### Problem a
Rewrite everything in the records below from the line containing "Where can you see the white electrical" down to the end of the records, requests included, with every coordinate in the answers multiplied by 0.5 and rounded to a whole number, halves rounded up.

### Source extract
The sensitive nature of the survey questions led to the adoption of a
self-administered questionnaire. Marital satisfaction and conflict
management are quite personal matters, and most Japanese do not discuss
openly either their marital life or interaction with their spouses (Satake,
1995). Utilizing this method, the respondents privacy was relatively
protected. The second reason for adopting this method was that the study
required a reasonable number of participants to collect a significant amount
of data. The use of core persons contributed to achieving a higher return rate
(85%) for the questionnaires. To obtain well-represented samples for the
30


study, it was essential to enlist core persons who actually lived in selected
locations in Japan.
Subjects
The final sample consisted of 104 husbands and 104 wives who had
been married for more than five years, and ranged in age from 28 to 55.
Among the husbands, 1.0% were in their 20s, 26.9% in their 30s, 52.9% in
their 40s, and 19.2% in their 50s. Among the wives, 1.9% were in their 20s,
45.2% in their 30s, 45.2% in their 40s, and 7.7% in their 50s. The average
age for husbands was 43 and for wives 41. The duration of the marriages
ranged from five years to 31 years with a mean of 15.9 years.

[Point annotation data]
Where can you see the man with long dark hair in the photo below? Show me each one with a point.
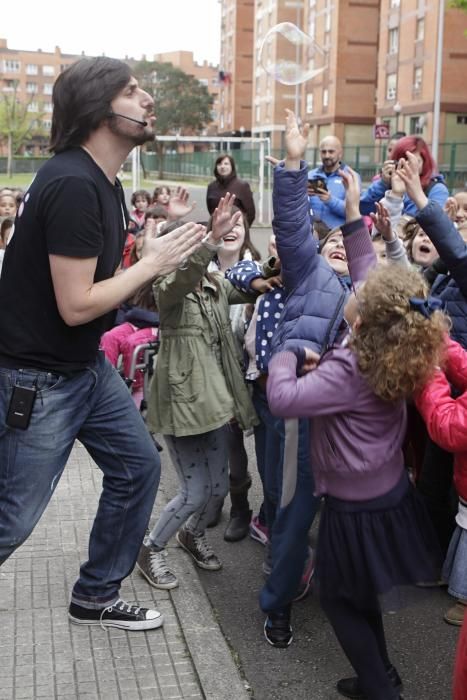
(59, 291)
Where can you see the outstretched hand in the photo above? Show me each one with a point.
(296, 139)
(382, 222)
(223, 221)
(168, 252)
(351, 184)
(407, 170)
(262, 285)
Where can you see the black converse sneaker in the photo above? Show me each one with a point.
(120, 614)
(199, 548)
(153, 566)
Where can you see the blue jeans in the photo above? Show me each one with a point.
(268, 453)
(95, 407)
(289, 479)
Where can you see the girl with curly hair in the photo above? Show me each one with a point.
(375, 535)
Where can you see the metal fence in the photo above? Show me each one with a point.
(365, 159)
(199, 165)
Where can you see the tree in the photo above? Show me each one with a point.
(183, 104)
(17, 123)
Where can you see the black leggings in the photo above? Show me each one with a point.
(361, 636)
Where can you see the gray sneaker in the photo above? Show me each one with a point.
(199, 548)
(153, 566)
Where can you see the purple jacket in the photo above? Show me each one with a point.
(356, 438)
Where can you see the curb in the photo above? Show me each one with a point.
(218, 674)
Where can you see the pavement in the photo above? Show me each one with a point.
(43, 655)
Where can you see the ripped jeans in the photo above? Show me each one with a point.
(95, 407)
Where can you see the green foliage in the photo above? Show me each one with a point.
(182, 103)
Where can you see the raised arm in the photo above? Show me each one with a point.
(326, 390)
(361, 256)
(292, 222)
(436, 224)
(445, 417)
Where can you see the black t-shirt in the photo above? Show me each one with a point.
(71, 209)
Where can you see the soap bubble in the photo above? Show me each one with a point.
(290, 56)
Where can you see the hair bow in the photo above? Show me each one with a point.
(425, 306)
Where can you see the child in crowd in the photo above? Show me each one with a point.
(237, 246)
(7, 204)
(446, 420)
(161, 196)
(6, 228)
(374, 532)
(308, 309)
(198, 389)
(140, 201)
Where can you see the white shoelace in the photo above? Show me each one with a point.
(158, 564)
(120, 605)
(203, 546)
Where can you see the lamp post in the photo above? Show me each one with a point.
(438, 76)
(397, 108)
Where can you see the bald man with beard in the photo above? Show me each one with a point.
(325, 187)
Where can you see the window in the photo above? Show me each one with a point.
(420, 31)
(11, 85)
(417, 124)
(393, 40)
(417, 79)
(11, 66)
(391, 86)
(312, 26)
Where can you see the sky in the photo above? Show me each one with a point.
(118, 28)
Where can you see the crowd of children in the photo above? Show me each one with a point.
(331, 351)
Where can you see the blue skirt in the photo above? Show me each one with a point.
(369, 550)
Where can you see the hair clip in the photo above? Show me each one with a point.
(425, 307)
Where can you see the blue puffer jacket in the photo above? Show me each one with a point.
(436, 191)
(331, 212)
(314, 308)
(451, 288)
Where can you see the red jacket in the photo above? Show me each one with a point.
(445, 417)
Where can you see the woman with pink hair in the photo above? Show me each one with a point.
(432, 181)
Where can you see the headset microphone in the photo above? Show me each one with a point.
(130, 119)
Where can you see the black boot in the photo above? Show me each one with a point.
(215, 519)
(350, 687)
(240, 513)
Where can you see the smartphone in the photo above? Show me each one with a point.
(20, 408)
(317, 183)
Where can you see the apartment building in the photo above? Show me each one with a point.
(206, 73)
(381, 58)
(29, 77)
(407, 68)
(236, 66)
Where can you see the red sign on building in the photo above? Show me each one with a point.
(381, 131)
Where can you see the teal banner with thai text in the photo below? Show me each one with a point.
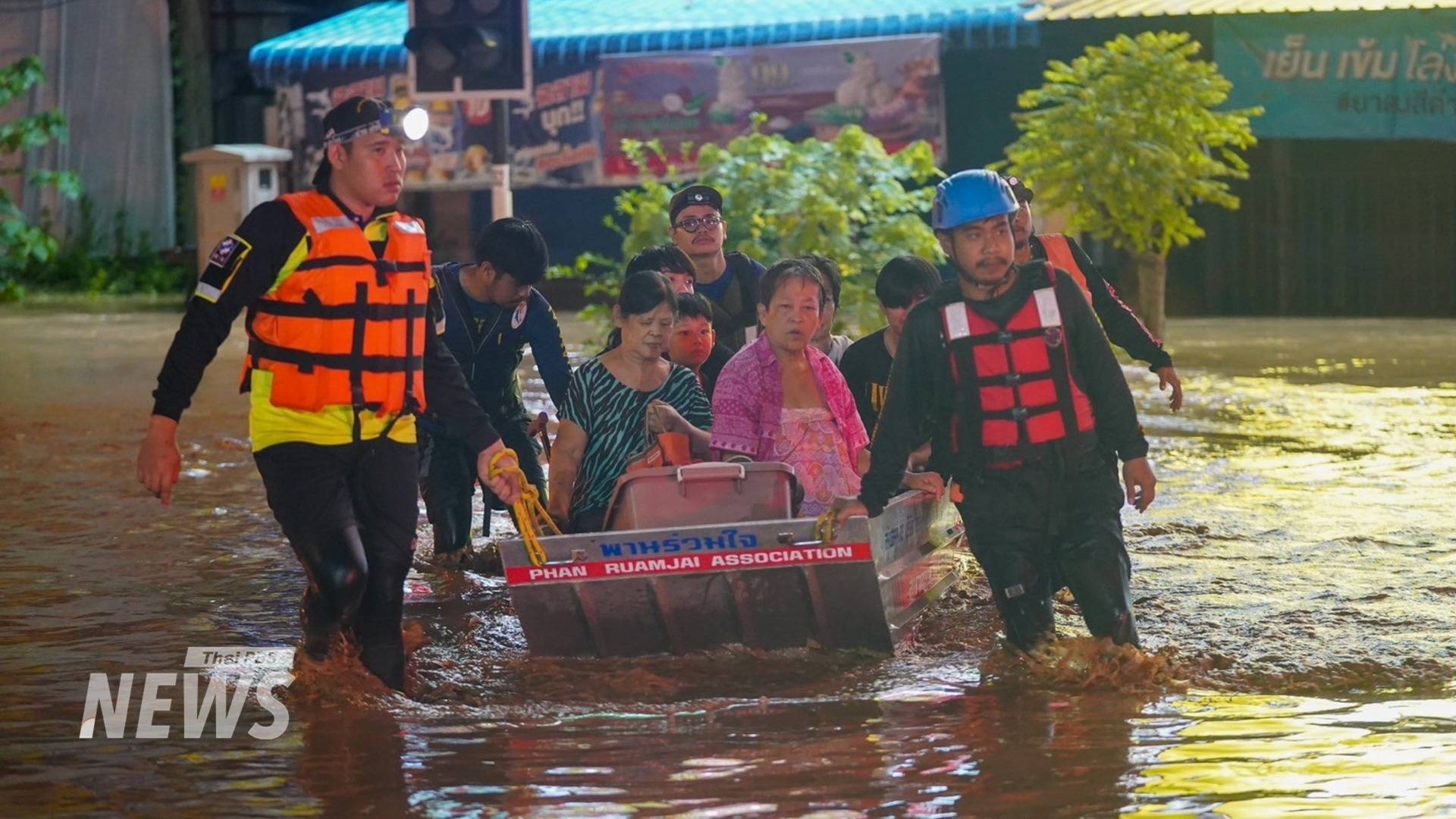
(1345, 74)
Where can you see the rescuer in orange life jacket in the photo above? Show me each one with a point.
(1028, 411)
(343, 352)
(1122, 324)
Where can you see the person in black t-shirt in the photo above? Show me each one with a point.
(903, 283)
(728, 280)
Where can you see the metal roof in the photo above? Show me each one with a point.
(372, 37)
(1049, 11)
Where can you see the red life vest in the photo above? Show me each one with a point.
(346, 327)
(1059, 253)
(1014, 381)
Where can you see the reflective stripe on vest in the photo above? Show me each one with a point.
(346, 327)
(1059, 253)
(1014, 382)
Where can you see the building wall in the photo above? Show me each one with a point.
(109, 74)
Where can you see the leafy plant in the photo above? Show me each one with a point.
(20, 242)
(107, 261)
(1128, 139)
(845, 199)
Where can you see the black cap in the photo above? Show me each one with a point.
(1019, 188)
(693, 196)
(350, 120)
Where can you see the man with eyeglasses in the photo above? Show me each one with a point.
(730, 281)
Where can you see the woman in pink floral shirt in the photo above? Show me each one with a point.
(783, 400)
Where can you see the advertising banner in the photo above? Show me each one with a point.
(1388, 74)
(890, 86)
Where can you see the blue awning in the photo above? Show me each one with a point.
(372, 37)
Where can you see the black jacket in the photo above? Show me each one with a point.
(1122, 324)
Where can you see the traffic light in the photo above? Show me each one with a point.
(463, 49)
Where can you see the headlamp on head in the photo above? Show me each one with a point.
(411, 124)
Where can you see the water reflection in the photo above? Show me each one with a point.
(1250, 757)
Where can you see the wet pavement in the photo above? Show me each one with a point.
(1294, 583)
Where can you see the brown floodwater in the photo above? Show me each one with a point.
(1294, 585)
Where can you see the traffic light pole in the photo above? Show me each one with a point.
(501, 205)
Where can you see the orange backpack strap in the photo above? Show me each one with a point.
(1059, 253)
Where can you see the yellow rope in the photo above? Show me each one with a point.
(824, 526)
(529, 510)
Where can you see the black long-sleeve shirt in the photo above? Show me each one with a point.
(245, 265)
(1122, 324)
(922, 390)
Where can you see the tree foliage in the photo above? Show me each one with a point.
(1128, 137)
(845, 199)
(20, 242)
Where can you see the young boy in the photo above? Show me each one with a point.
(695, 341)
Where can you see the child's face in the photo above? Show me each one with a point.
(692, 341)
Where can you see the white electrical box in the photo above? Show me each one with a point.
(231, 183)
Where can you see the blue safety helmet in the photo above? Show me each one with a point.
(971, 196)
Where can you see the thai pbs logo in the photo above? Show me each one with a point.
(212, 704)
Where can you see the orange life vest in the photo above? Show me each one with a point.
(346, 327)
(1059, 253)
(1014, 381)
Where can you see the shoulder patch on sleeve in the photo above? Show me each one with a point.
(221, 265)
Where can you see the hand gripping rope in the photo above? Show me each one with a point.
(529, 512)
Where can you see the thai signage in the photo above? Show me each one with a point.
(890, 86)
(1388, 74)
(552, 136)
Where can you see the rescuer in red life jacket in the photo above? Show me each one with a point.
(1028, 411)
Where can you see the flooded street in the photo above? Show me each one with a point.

### Problem b
According to the survey methods passage, why did the study use a self-administered questionnaire?

### Result a
Where can you see the white electrical box in the photo above? Show me each one with a point.
(116, 92)
Where can you see the blue safety helmet in the photo above? Show me each one with a point.
(486, 98)
Where can you see the thai pbs logo in the photo above? Show me each one with a point.
(106, 352)
Where can you see the orange life vest in the photo above? Show me each one with a point.
(173, 164)
(530, 127)
(507, 191)
Where can you see the shoulder patch on sleeve in the photo above? Show me each one with a point.
(111, 133)
Where can you see the hand gripping rope in the photo above? Show me each one with a point.
(265, 256)
Where can you see the thai signage in the photo above? Show me each one with a point.
(445, 43)
(694, 37)
(276, 68)
Where can you see the rescuer in red life jacket in the photo above? Show me each one with a point.
(514, 206)
Where can you see the flooded street in the photo above? Show me each one with a point.

### Result b
Marital satisfaction and conflict management are personal matters that most Japanese do not discuss openly, so a self-administered questionnaire helped protect the respondents' privacy. The study also needed a reasonable number of participants to collect a significant amount of data.